[Records]
-------
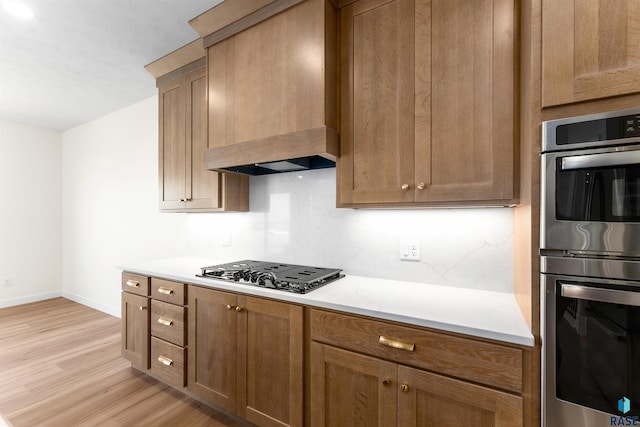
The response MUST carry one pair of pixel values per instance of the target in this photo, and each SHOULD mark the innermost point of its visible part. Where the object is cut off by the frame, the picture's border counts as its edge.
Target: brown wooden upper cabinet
(428, 103)
(184, 183)
(271, 79)
(590, 50)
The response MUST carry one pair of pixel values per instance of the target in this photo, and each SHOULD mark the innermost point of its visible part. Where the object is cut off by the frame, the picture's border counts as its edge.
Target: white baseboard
(114, 311)
(29, 298)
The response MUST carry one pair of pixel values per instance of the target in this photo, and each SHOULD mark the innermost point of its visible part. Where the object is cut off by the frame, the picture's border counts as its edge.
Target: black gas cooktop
(287, 277)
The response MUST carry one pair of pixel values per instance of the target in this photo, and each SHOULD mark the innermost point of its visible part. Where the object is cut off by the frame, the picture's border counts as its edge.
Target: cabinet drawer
(492, 364)
(165, 290)
(168, 322)
(168, 362)
(135, 284)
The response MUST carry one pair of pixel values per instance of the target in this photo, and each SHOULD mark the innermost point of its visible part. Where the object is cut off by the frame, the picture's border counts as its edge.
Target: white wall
(110, 205)
(30, 214)
(111, 217)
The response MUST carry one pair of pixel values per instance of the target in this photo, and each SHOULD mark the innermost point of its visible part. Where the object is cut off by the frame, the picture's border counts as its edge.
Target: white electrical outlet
(410, 250)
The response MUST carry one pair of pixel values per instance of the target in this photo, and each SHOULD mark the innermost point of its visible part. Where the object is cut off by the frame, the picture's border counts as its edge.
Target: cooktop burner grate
(286, 277)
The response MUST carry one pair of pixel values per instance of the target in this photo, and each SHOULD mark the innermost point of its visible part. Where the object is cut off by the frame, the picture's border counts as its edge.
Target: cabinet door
(270, 362)
(172, 144)
(135, 330)
(351, 389)
(202, 185)
(212, 331)
(426, 399)
(590, 50)
(377, 126)
(465, 100)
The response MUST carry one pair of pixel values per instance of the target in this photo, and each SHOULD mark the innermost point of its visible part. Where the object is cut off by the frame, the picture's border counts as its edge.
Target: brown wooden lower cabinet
(361, 389)
(427, 399)
(246, 355)
(135, 320)
(348, 388)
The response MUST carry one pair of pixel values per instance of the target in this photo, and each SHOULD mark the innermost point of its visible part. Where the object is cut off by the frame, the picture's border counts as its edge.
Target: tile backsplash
(293, 219)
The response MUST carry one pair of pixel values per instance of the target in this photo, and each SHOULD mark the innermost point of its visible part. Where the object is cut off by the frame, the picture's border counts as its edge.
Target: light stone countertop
(485, 314)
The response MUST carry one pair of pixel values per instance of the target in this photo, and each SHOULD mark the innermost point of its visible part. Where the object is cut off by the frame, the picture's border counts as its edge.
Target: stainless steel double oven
(590, 265)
-------
EXERCISE AIM
Restate the entire listing word for word, excluding pictures.

SOLUTION
The response MUST carry one pair of pixel values per instance of the target in this photo, and each SHOULD mark the innermost point of its visible part. Where the object is cut off by the frame, the picture's border counts as its edge.
Target: brown wooden upper cabinet
(428, 103)
(184, 183)
(271, 79)
(590, 50)
The response MUST carry one pair of pixel values per instance of the target in this photo, and each SHOULD mark the innermost point of its visible part. Where the object is cut off by the frame, the picture's border counts as its edge.
Target: white baseboard
(114, 311)
(29, 298)
The response MUST carry one pair of pixel values per instance of the target in this photo, and each SHOULD mark the innermost point of its visible part. Where the object is cut off by the frame, the picture's border counts as its edge.
Target: black gas cooktop
(287, 277)
The response MUST carry one pair of pixel values per instance of the target in this photo, and each SHOULD mark the innermost point of its visible part. Where the object is cut off by the frame, the picture's border counts as its edge.
Target: cabinet drawer
(492, 364)
(165, 290)
(168, 322)
(168, 362)
(135, 284)
The response MUST carry one pair of pixel values per instance of the target in this photo, and each SHOULD mark the innermost point of its visible part. Where the object is cut off by the frame, the picture's border counts as its edge.
Target: white wall
(110, 205)
(30, 214)
(111, 217)
The response MUST carry one pair of pixel values per instance of the target in this photo, and each SHOULD mark the innermost point of its visible part. Where the object is cut off by the frame, the picture's border counts as its edge.
Target: white electrical outlet
(410, 250)
The response MUST carry one pair of pixel values per instance of the target in this photo, and each SHOULD mark the innermost point of its visible part. Where the object is cut off by the frame, the picture's border counts as its edge.
Target: cooktop burner grate
(286, 277)
The response MUST carry one pair of pixel values per instance of the target in this photo, and each SHOULD mark the innermost point of its visible part. Where the object is cut off by the frame, the picture's border counts as its edge.
Target: cabinet door
(270, 362)
(172, 144)
(135, 330)
(351, 389)
(202, 185)
(212, 331)
(426, 399)
(590, 50)
(377, 126)
(465, 100)
The response MUST carry one pair of pixel values per instance of the target in this photo, and each SHOULD mark the innermost point of its visible part. Where the object is cut off by the frame, the picture's border counts as its edge.
Target: brown wooden lower cabinet
(361, 389)
(427, 399)
(246, 355)
(135, 320)
(348, 388)
The response MUST carry one pair of pixel values per instance of the target in this photo, and each SHOULD mark the innermost point of its visible part. Where the object is cut off by the frame, the picture's border counts as its edge.
Target: tile backsplash
(293, 219)
The response MUST carry one pair of pixel values per instance of the target in this photo, and each SHOULD mark the innermost point of its visible part. Where the object is cut off by the frame, the picture's border counts as its edge.
Target: light stone countertop
(485, 314)
The response MUST carry one pair of pixel values per instance of the target in this photo, and each SHOULD mark the innermost point of its visible part. Where the object is cut off by the frame, the picture's border counts as its edge.
Target: stainless steel double oven
(590, 265)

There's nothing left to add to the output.